[Records from a data source]
□ □ □

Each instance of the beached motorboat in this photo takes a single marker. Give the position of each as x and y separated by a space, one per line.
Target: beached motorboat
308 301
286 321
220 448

□ □ □

*Task to complete*: Each line of the data must be retyped exactly as written.

*Answer section*:
Each instance of the beached motorboat in this photo takes a single marker. Give the position of each as x and y separated by a space, one per line.
Target: beached motorboat
308 301
286 321
220 448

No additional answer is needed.